SOURCE EXTRACT
——————————

Share a Coke, Share Diabetes – Coca-Cola consumption in Africa and the growing diabetes epidemic

With an advanced distribution system, subsidised prices, aggressive marketing to younger people, and a lack of nutrition knowledge regarding health risks; Coca-Cola products can fuel the growing diabetes epidemic in Africa to unprecedented proportions.



Consumption Levels

Africa is an important market for the major players in the beverage industry such as Coca-Cola, which is the continent’s largest private-sector employer [1]. In 2015, Coca-Cola saw net operating revenues of nearly $2.5 billion across Africa and the Middle East [2]. South Africa is responsible for the majority of Coca-Cola product consumption in Africa. In 2012, the average South African consumed 260 (237ml) servings of Coca-Cola products per year; an 80% increase over a 20-year period. When compared to the global average of 94, this places South Africa in the top ten Coca-Cola product consumers worldwide [3]. Regarding annual consumption, South Africa alone was responsible for 14% of unit case volume consumption, compared to 16% for Central, East and West Africa combined [4]. Hence other parts of the continent have enormous opportunities for growth in the number of consumers. For example, in largely populous Nigeria, annual per-capita consumption was only 27 per person in 2011; making the country a highly attractive market for expansion [5].

Affordability and Accessibility

In Africa as with other developing regions, the price of Coca-Cola products is kept strategically low to ensure affordability. This is possible due to the subsidies Coca-Cola receives from the International Finance Corporation, a unit of the World Bank Group [6]. In addition, Coca-Cola’s incredibly advanced distribution system is the envy of even the Bill and Mellinda Gates Foundation, as it boasts of the ability to reach remote areas of Africa where basic essential medicines are inaccessible [7].

——————————

EXTRACTED INFORMATION
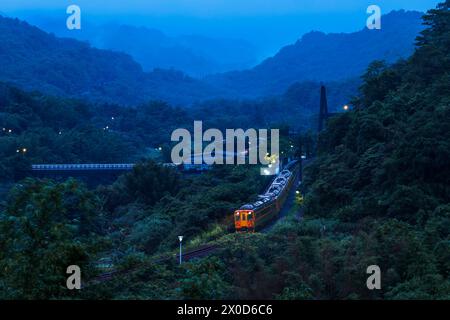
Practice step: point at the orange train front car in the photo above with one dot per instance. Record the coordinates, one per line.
(244, 220)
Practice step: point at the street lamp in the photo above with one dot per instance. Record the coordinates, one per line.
(181, 241)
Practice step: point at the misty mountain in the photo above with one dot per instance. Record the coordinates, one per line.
(326, 57)
(195, 55)
(34, 59)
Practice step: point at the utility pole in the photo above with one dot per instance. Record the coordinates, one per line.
(181, 242)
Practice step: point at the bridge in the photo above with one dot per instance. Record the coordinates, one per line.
(82, 167)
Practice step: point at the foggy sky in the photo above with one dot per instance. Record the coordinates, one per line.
(269, 24)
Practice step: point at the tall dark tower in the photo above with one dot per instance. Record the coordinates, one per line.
(323, 115)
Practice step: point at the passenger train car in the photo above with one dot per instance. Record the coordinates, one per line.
(254, 216)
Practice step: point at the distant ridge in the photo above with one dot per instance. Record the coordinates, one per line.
(33, 59)
(327, 57)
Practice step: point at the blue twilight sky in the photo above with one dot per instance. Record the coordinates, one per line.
(269, 24)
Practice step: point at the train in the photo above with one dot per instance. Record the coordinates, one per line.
(255, 216)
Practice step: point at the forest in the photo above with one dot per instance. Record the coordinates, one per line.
(377, 192)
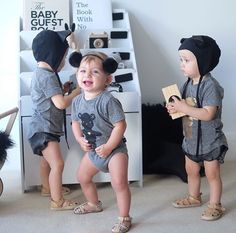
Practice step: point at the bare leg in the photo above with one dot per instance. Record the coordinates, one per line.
(212, 170)
(118, 168)
(52, 155)
(44, 174)
(85, 174)
(194, 179)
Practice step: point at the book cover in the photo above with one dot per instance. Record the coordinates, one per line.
(90, 14)
(170, 91)
(45, 14)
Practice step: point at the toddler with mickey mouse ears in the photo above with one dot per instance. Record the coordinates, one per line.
(98, 124)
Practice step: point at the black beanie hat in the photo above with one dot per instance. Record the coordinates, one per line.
(50, 47)
(205, 49)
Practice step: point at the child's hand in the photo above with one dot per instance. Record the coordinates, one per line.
(85, 145)
(67, 87)
(177, 105)
(170, 108)
(71, 39)
(103, 150)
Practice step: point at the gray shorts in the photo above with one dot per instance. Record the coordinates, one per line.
(39, 141)
(102, 163)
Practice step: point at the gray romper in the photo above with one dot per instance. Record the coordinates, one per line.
(213, 144)
(96, 118)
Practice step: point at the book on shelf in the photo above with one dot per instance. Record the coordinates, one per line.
(90, 14)
(45, 14)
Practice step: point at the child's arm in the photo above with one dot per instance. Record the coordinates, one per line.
(62, 102)
(206, 113)
(114, 140)
(78, 134)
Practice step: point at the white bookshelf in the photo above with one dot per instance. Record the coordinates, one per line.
(130, 99)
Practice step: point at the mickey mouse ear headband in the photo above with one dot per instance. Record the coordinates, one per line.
(110, 64)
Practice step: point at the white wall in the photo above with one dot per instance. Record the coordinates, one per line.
(158, 26)
(9, 59)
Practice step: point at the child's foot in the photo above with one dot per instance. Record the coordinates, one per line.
(63, 204)
(213, 212)
(189, 201)
(123, 225)
(88, 207)
(46, 193)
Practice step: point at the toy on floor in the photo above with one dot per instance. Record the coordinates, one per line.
(5, 140)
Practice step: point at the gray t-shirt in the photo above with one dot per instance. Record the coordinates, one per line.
(46, 117)
(97, 116)
(212, 137)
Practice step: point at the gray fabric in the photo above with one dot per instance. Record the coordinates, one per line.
(96, 118)
(46, 117)
(213, 144)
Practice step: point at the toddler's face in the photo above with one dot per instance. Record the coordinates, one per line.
(188, 64)
(91, 76)
(63, 61)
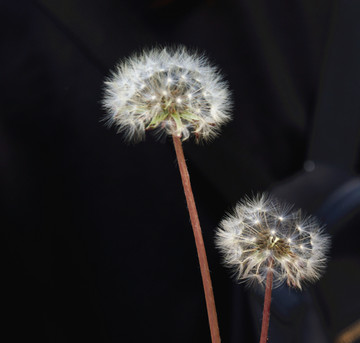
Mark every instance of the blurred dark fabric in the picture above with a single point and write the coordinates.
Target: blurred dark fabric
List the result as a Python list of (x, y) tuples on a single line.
[(98, 242)]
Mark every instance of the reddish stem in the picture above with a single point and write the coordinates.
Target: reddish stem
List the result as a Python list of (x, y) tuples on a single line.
[(267, 302), (200, 247)]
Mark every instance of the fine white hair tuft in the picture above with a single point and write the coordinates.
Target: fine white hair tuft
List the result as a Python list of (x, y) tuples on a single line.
[(263, 234), (169, 90)]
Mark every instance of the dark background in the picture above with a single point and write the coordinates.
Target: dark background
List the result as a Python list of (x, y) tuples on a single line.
[(98, 244)]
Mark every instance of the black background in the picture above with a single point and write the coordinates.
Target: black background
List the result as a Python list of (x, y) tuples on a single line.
[(98, 244)]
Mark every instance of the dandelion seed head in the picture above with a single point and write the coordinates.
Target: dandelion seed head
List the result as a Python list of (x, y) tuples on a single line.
[(297, 256), (191, 95)]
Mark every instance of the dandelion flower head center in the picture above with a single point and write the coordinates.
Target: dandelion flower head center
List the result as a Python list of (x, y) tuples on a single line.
[(179, 102)]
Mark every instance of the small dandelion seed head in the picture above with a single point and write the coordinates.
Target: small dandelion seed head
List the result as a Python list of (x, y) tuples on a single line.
[(296, 256), (192, 97)]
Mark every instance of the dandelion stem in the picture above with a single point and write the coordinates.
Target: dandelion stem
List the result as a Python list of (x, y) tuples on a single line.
[(194, 218), (267, 302)]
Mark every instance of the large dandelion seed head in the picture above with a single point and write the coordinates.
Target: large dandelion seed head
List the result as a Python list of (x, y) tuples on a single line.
[(170, 91), (263, 235)]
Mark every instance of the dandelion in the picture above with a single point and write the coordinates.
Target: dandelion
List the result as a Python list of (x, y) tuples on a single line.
[(179, 94), (264, 241), (170, 91)]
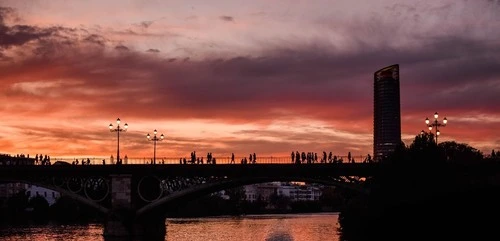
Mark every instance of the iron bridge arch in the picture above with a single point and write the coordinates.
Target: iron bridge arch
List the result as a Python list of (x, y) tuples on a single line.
[(196, 191)]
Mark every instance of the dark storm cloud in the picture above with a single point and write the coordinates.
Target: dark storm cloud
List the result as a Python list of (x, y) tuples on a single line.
[(227, 18), (121, 48), (314, 79)]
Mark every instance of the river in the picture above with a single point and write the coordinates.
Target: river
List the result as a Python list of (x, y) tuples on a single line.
[(286, 227)]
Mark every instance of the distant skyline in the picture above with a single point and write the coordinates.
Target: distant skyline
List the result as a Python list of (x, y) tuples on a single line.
[(268, 77)]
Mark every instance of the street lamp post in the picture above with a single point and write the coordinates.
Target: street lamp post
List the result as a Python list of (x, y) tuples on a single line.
[(155, 139), (118, 129), (436, 124)]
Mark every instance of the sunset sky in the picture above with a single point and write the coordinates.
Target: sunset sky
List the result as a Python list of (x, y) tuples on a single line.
[(241, 76)]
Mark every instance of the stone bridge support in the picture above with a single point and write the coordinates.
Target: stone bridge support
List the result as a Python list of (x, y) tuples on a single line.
[(122, 222)]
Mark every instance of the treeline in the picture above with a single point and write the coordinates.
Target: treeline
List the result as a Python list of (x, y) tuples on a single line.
[(20, 209), (418, 197)]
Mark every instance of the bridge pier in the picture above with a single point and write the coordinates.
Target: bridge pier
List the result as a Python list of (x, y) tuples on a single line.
[(122, 224)]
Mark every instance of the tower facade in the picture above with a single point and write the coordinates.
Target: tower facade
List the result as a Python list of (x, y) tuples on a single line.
[(386, 112)]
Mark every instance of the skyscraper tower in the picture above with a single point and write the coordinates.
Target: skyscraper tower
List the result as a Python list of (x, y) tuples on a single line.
[(386, 112)]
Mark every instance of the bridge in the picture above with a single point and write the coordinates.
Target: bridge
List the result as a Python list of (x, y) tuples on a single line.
[(135, 198)]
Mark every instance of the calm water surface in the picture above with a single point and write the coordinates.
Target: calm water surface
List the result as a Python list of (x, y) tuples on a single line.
[(302, 227)]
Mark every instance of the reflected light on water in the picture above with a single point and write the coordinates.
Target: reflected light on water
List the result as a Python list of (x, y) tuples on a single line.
[(301, 227)]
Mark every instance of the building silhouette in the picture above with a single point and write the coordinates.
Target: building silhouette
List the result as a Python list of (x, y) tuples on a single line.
[(386, 112)]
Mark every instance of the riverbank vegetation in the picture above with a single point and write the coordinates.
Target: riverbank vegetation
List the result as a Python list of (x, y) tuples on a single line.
[(418, 197)]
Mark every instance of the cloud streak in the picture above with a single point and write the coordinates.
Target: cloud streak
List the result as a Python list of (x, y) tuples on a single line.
[(80, 75)]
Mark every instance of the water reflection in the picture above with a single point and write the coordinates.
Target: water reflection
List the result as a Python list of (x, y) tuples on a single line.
[(303, 227), (280, 237)]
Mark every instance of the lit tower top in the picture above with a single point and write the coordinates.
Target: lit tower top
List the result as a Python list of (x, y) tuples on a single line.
[(386, 111)]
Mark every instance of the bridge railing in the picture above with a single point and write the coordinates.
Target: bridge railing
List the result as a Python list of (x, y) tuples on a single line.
[(179, 160)]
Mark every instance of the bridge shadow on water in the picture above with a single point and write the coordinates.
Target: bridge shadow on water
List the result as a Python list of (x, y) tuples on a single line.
[(280, 236)]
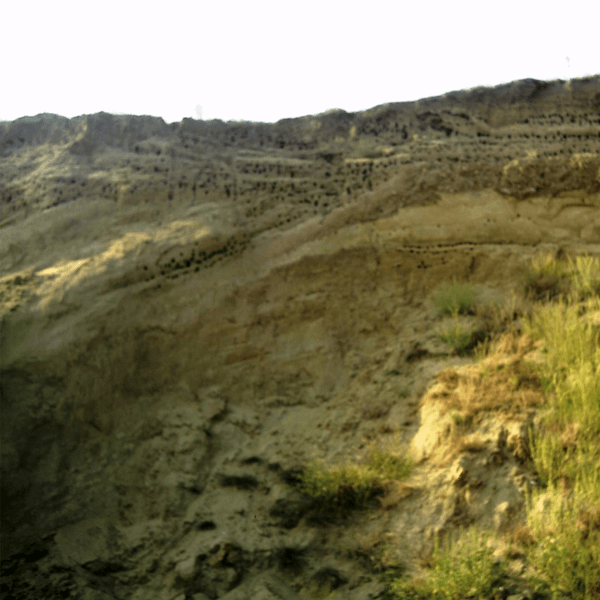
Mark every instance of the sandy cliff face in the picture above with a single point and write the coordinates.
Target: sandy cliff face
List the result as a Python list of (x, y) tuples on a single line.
[(192, 312)]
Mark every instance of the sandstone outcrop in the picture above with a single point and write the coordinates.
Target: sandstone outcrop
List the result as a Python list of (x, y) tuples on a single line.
[(191, 312)]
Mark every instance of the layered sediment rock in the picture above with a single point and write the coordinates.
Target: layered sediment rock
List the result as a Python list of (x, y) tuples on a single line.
[(191, 312)]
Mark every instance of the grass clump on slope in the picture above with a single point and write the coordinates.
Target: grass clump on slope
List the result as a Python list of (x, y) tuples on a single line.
[(563, 515)]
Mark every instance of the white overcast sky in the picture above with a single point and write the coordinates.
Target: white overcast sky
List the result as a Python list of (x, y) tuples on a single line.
[(268, 60)]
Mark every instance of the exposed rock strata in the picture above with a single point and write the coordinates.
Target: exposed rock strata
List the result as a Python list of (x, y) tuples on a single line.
[(191, 312)]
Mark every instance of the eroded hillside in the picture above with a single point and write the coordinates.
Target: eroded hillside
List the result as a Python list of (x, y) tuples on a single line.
[(193, 312)]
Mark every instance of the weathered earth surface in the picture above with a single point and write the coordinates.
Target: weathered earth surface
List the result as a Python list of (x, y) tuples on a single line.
[(193, 312)]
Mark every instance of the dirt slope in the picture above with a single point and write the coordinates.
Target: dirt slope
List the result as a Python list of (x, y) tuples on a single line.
[(190, 313)]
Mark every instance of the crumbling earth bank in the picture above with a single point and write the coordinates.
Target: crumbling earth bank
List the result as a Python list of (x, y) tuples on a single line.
[(169, 365)]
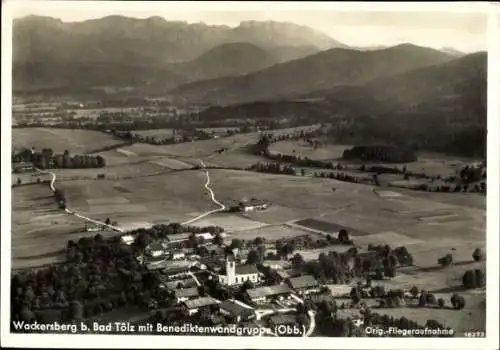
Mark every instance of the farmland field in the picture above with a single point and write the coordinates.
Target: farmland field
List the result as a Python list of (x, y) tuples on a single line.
[(157, 133), (39, 229), (430, 163), (74, 140), (146, 185)]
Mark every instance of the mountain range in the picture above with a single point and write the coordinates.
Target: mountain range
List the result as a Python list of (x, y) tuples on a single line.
[(161, 55), (323, 70), (50, 53)]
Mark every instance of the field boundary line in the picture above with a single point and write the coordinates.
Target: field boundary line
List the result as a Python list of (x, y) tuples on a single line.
[(53, 189)]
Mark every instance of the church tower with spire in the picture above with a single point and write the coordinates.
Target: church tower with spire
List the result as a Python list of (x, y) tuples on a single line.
[(230, 269)]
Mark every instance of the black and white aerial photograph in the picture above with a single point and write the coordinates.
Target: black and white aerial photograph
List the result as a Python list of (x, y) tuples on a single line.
[(261, 170)]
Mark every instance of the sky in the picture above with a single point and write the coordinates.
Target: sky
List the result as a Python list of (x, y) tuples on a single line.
[(462, 26)]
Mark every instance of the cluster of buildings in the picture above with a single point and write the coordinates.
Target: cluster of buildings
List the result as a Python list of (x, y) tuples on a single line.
[(185, 273)]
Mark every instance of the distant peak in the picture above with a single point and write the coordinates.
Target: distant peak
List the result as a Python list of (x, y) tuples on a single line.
[(156, 19), (38, 18)]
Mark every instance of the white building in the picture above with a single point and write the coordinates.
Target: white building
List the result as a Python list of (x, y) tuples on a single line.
[(207, 236), (155, 250), (177, 255), (128, 239), (234, 275)]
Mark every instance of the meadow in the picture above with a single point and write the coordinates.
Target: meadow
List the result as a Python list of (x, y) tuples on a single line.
[(430, 163), (148, 184), (75, 140)]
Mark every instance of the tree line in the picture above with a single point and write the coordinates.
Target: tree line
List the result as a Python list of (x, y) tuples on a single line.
[(382, 153), (378, 263), (98, 276), (47, 159)]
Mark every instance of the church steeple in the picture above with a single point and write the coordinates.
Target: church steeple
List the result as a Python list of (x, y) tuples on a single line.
[(230, 269)]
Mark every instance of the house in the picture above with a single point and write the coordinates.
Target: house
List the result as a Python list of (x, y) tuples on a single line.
[(236, 312), (304, 284), (184, 283), (154, 250), (282, 319), (194, 306), (127, 239), (178, 237), (353, 314), (93, 227), (340, 290), (207, 236), (253, 205), (282, 274), (177, 255), (264, 294), (211, 250), (318, 298), (185, 294), (234, 275)]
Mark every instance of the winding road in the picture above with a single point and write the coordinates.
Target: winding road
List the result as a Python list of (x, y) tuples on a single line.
[(212, 197), (53, 189)]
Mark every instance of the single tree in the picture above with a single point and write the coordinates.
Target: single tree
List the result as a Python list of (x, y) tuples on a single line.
[(478, 254)]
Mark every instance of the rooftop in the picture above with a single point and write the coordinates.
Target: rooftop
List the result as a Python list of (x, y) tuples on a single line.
[(186, 292), (178, 237), (283, 274), (305, 281), (246, 269), (155, 246), (186, 283), (200, 302), (283, 319), (234, 308), (268, 291)]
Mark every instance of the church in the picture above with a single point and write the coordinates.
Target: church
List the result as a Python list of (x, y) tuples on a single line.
[(234, 274)]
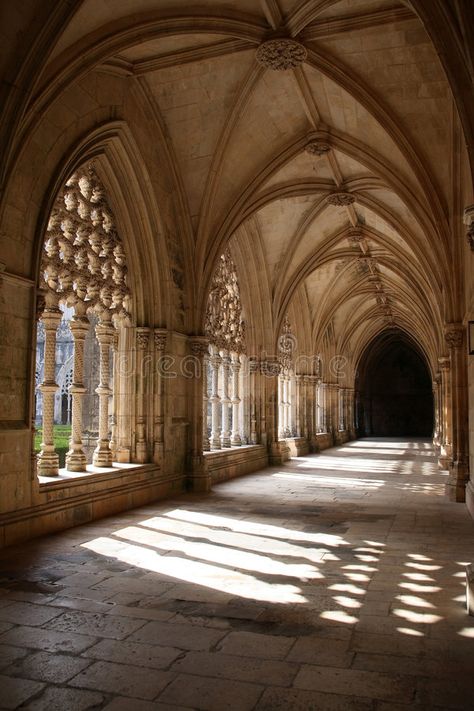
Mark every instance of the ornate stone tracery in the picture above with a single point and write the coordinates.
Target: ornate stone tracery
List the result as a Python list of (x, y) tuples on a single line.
[(83, 258), (224, 325), (281, 54)]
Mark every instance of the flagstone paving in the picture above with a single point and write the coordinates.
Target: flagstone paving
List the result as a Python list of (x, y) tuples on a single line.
[(332, 582)]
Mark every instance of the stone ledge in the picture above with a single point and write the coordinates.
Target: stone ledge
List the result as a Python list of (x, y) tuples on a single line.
[(225, 464), (69, 503)]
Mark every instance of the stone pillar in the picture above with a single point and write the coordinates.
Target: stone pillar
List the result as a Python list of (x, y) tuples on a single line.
[(160, 336), (215, 398), (236, 440), (445, 443), (199, 477), (48, 460), (225, 400), (76, 460), (277, 450), (114, 397), (104, 330), (459, 464), (142, 341), (206, 445), (253, 369)]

——————————

ASSIGNMENT
Copy the text on Coca-Cola and diabetes in Africa word for word, from "Affordability and Accessibility" to "are inaccessible [7].".

REPLY TO THE TASK
Affordability and Accessibility

In Africa as with other developing regions, the price of Coca-Cola products is kept strategically low to ensure affordability. This is possible due to the subsidies Coca-Cola receives from the International Finance Corporation, a unit of the World Bank Group [6]. In addition, Coca-Cola’s incredibly advanced distribution system is the envy of even the Bill and Mellinda Gates Foundation, as it boasts of the ability to reach remote areas of Africa where basic essential medicines are inaccessible [7].